» **Problem 1**:
In the article on archivists facing pandemic budget cuts, what title did Harangozó give the letter he posted on Humanities Commons?
» **Problem 2**:
From the article on archivists and pandemic budget cuts, reproduce word for word the stretch from "A few months" through "the archives database.".

-------- Source extract --------

Amid pandemic budget cuts, archivists face uncertainty

Isabelle Bousquette
8 Million Stories
Published in
2 min readOct 5, 2020
A visitor walks down the steps of the Museum of the City of New York on Saturday. So far the museum has digitized 200,000 out of their 750,000 item permanent collection, but Sheryl Victor Levy, Vice President of Marketing and Communications at the museum, said it’s likely those grants will dry up as a result of the pandemic. (Photo: Isabelle Bousquette)

A few months ago, Adam Harangozó, an Edinburgh-based freelance database consultant, had a problem. He was trying to find a photo of a passenger pigeon online for his research, but there were none. He checked digitized archives from libraries and museums, but came up empty. In some cases, he was blocked by paywalls that demanded money in exchange for access to the archives database.

So, Harangozó posted a letter on the social media networking site, Humanities Commons, titled the “Passenger Pigeon Manifesto,” demanding digital museum and library archives remove paywalls. Since it was published in September, the manifesto has been signed by over 120 museum and library professionals across five continents.

However, digital archivists, who are responsible for the work of uploading and preserving digital collections, took to Twitter to voice their frustration with it. They felt it ignored and devalued their efforts to make physical art and library collections available online.

-------- Source information --------

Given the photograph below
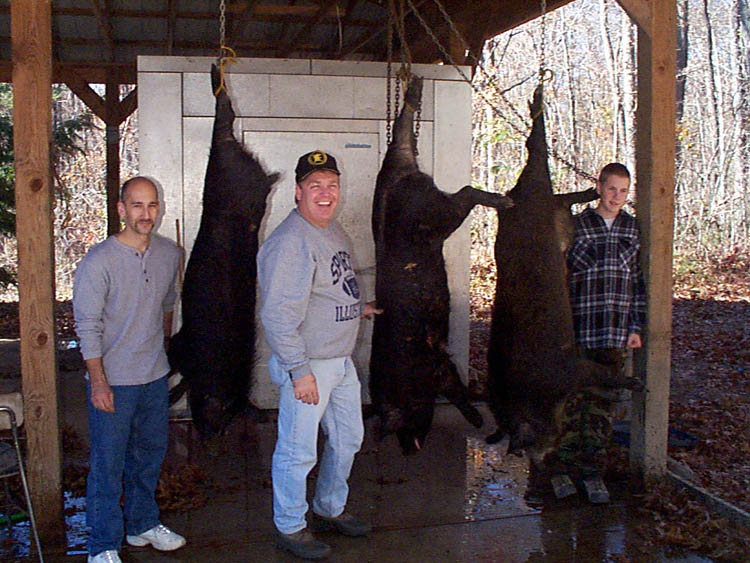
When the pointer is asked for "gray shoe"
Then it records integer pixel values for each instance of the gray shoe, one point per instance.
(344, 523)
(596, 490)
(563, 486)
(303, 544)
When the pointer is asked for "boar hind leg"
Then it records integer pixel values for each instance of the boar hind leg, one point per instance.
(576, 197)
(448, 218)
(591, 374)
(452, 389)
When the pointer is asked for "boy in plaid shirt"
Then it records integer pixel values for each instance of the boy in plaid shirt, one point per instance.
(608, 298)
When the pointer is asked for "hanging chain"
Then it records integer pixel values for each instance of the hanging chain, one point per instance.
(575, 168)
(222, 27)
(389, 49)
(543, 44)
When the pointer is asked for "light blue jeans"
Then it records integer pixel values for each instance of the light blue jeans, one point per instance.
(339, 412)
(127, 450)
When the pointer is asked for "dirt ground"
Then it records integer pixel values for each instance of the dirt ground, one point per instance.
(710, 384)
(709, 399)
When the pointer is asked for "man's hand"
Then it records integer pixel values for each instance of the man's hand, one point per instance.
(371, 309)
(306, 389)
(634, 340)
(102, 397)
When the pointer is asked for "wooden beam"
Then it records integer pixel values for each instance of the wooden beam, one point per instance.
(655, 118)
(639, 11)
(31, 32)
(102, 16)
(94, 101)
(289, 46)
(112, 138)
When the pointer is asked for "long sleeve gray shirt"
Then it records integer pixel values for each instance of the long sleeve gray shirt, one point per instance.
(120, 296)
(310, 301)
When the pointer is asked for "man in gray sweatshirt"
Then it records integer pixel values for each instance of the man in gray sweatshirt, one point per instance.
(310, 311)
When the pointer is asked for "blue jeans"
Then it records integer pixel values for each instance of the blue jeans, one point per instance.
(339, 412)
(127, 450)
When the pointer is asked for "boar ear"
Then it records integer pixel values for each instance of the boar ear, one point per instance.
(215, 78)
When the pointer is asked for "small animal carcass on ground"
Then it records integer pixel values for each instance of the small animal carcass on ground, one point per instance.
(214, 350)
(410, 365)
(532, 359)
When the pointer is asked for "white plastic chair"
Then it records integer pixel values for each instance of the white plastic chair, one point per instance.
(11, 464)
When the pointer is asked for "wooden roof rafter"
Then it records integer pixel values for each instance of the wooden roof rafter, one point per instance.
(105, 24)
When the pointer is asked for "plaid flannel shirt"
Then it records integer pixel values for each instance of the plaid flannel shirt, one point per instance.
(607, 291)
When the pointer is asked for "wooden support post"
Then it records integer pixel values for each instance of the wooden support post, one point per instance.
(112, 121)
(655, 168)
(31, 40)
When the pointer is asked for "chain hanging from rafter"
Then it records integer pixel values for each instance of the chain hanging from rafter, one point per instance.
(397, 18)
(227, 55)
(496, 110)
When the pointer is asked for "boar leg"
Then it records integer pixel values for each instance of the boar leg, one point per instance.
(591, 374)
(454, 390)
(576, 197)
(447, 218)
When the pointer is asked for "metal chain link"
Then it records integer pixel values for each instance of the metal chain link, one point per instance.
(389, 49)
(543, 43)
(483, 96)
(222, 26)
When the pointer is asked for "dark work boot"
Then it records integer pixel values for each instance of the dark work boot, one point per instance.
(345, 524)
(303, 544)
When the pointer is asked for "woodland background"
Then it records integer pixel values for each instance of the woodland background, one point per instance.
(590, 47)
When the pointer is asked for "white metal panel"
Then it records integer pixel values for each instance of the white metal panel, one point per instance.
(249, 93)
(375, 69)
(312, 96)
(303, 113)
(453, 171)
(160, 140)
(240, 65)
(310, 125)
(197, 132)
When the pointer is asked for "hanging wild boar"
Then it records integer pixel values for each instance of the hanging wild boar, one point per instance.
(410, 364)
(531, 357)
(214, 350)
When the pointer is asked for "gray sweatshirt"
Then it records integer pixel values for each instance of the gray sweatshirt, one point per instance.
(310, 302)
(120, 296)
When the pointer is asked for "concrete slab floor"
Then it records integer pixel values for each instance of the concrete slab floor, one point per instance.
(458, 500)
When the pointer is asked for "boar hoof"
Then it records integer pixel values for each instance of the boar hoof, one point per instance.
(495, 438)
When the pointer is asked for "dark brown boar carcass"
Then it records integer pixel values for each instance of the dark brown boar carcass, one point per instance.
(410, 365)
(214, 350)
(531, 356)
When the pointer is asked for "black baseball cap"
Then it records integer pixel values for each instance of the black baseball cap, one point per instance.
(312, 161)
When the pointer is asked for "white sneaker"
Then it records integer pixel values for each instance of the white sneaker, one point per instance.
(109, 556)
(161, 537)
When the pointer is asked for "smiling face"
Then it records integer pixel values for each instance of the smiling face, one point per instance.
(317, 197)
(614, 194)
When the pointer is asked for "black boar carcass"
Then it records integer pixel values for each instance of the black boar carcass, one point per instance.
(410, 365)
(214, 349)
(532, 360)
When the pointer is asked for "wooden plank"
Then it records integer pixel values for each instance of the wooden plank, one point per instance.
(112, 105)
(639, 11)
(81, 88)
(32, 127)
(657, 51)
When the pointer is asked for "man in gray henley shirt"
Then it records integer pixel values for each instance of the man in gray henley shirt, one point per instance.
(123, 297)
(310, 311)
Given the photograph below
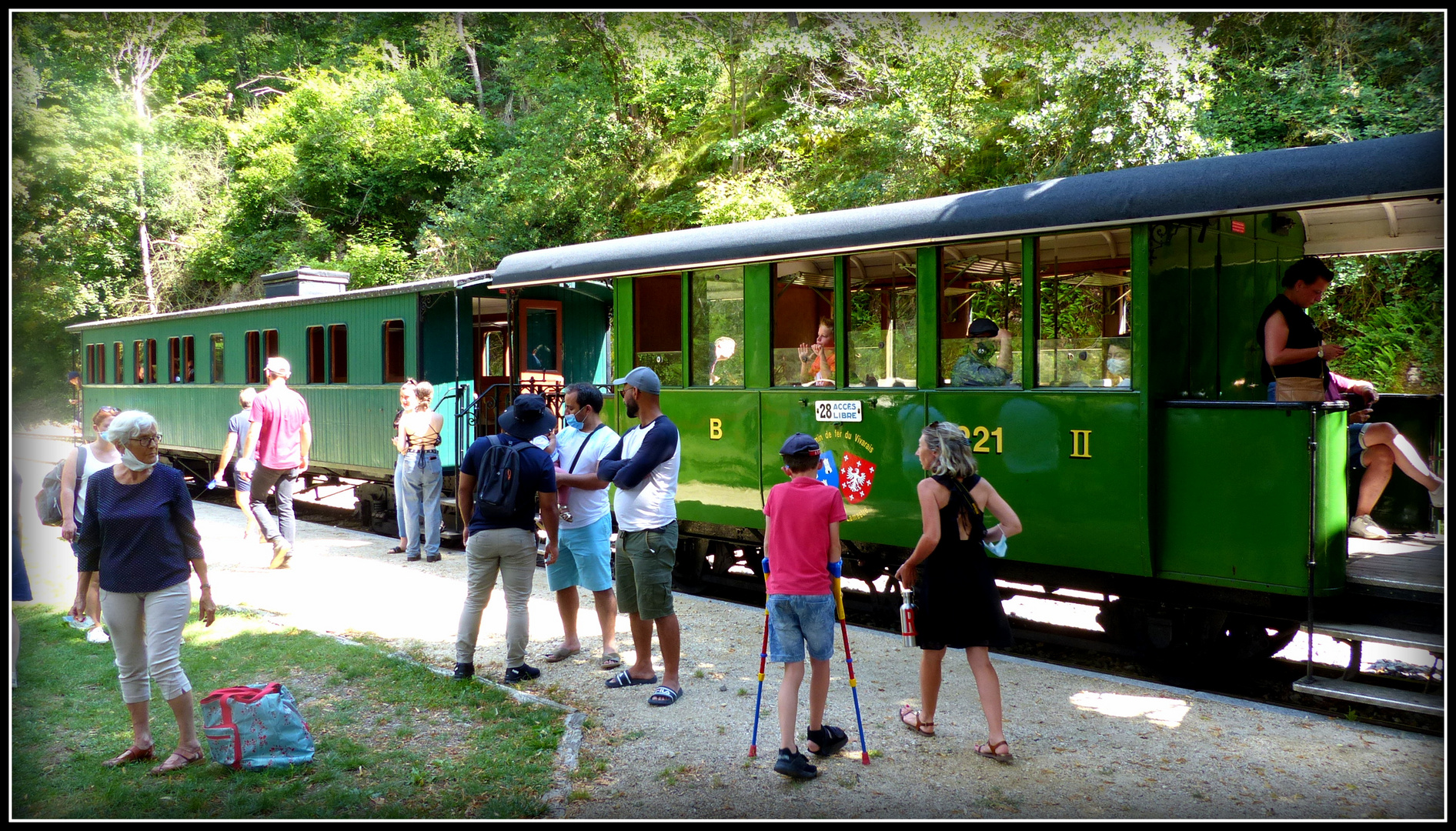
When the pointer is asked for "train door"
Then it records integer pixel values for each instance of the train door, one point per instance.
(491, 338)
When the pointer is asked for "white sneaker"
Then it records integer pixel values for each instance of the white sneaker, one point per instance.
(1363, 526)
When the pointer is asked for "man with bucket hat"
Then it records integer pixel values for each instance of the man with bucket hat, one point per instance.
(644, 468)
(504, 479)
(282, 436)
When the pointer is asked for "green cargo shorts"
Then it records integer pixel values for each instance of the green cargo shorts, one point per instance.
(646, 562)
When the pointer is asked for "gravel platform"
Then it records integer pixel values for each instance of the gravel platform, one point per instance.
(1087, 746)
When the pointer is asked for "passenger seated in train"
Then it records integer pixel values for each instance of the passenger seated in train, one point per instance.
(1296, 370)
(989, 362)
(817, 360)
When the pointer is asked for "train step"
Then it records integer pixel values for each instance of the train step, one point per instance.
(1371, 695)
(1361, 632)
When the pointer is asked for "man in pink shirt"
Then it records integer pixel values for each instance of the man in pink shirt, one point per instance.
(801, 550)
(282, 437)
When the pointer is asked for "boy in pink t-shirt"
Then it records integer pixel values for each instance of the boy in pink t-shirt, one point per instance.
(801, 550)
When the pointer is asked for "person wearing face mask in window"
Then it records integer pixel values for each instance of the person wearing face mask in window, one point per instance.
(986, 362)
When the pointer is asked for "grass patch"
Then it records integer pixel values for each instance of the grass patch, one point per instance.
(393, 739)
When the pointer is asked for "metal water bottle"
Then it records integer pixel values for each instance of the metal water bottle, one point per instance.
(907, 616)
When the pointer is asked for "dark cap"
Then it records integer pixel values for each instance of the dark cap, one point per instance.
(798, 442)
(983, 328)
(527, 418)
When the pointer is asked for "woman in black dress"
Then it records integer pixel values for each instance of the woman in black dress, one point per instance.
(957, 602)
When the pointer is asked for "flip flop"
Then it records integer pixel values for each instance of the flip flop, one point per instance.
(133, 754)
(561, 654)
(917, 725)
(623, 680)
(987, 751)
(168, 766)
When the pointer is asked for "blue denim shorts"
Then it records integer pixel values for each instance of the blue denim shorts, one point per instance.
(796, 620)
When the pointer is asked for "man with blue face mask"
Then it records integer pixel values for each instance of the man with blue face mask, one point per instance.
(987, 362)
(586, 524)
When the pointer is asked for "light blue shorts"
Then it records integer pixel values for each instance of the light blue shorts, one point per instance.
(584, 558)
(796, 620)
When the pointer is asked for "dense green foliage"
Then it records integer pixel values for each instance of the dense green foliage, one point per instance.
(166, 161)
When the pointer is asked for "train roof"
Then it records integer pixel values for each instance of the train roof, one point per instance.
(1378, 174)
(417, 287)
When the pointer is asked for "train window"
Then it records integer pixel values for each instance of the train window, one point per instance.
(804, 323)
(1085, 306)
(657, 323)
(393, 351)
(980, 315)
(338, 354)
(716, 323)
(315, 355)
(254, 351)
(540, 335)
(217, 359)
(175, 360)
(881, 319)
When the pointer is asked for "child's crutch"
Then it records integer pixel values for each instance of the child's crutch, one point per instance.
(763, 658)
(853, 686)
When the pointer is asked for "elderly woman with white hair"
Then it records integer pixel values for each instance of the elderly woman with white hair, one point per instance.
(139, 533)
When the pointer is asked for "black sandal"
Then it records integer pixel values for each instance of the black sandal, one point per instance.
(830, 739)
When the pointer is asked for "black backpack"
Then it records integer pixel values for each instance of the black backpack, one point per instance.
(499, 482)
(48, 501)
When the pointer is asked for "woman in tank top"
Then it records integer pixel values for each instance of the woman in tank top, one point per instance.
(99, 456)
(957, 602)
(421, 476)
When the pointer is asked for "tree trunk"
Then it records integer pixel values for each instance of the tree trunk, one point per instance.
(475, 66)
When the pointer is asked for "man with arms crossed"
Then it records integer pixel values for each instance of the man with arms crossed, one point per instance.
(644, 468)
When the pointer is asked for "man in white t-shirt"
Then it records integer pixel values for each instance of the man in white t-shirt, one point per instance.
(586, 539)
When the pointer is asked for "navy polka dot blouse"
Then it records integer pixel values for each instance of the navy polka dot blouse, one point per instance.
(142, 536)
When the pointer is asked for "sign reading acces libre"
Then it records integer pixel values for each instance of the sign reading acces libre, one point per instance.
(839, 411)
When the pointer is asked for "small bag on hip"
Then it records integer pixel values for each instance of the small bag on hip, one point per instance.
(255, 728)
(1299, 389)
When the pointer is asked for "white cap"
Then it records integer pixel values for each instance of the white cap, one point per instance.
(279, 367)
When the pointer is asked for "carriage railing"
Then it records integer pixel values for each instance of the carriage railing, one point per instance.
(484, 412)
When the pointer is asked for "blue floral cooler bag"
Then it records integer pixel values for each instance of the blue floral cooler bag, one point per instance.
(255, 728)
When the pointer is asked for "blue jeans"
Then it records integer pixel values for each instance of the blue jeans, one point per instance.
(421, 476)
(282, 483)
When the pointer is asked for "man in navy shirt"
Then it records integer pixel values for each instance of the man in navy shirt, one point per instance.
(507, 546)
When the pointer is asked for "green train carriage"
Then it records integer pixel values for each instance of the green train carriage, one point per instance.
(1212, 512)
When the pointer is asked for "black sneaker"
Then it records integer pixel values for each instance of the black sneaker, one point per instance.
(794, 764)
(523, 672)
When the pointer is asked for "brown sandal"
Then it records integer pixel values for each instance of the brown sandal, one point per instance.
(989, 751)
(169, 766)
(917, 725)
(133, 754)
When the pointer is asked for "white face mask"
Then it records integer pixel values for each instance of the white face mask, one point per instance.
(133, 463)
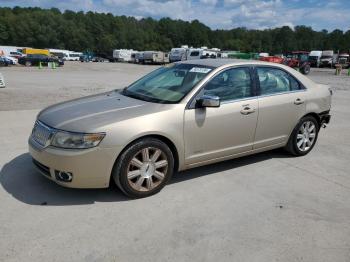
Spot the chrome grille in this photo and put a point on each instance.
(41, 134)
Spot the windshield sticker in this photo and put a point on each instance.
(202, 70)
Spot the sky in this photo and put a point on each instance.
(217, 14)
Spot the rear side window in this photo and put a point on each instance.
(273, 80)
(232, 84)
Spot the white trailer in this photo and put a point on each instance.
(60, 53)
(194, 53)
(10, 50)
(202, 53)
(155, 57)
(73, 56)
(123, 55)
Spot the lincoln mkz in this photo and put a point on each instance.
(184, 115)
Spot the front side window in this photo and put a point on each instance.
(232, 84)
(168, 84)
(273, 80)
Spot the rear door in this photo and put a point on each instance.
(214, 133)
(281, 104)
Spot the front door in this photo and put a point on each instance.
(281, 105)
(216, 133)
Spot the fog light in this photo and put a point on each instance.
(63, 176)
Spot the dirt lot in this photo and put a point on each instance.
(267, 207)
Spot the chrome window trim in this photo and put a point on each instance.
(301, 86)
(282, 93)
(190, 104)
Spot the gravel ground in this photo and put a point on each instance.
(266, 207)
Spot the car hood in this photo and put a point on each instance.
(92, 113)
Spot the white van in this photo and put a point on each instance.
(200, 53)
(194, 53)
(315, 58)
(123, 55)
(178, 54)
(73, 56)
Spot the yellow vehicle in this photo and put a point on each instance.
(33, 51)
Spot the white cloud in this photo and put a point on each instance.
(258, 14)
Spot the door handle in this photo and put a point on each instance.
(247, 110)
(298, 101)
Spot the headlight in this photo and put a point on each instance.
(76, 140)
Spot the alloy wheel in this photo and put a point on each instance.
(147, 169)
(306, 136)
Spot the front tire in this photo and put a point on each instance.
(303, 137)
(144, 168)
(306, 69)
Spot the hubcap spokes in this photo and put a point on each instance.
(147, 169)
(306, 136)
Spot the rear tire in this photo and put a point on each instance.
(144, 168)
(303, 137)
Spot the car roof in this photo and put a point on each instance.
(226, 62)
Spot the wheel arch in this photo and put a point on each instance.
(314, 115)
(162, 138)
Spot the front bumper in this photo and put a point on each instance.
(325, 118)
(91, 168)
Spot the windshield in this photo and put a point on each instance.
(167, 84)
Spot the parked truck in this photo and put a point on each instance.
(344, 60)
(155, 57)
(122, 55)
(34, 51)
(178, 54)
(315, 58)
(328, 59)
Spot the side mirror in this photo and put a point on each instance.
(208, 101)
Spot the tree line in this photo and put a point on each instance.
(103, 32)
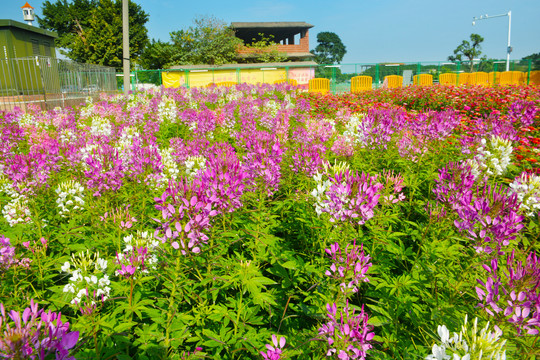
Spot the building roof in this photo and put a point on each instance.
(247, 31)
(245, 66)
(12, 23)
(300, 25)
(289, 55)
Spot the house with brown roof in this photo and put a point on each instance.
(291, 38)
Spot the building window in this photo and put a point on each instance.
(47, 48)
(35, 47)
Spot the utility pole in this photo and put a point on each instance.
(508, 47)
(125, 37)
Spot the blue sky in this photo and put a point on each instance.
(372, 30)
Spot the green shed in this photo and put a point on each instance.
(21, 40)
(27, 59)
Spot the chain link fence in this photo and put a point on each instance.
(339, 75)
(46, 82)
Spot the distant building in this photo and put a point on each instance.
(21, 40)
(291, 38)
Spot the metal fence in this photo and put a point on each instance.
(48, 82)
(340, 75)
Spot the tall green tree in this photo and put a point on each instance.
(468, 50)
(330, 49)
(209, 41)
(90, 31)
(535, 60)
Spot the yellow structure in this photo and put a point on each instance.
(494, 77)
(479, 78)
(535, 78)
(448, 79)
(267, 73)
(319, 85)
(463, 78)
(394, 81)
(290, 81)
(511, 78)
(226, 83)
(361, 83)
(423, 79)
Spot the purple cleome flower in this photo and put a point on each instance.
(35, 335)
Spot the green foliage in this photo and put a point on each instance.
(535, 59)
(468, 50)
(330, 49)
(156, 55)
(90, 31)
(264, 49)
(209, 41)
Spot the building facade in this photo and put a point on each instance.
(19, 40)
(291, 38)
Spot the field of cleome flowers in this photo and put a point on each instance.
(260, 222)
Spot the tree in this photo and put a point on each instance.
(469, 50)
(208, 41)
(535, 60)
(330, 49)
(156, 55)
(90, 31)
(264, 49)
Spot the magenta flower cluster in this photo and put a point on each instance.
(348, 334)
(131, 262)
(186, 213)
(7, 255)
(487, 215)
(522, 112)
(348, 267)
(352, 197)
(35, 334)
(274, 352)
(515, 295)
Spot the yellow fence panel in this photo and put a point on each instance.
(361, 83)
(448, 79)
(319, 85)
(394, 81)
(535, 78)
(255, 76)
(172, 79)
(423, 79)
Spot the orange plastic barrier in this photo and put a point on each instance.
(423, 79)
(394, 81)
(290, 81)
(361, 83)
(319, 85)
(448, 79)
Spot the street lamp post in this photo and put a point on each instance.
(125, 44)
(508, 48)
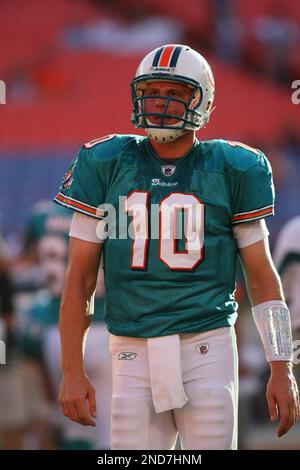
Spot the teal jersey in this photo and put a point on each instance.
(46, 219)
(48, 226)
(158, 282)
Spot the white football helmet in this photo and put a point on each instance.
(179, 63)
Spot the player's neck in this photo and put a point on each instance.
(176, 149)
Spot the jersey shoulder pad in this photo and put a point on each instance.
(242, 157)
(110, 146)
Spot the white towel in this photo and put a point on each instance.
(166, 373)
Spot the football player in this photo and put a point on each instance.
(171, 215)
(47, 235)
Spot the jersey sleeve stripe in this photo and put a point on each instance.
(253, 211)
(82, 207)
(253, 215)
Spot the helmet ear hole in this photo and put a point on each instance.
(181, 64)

--------

» **Expected output 1**:
"Passenger Pigeon Manifesto"

» **Expected output 2**:
A few months ago, Adam Harangozó, an Edinburgh-based freelance database consultant, had a problem. He was trying to find a photo of a passenger pigeon online for his research, but there were none. He checked digitized archives from libraries and museums, but came up empty. In some cases, he was blocked by paywalls that demanded money in exchange for access to the archives database.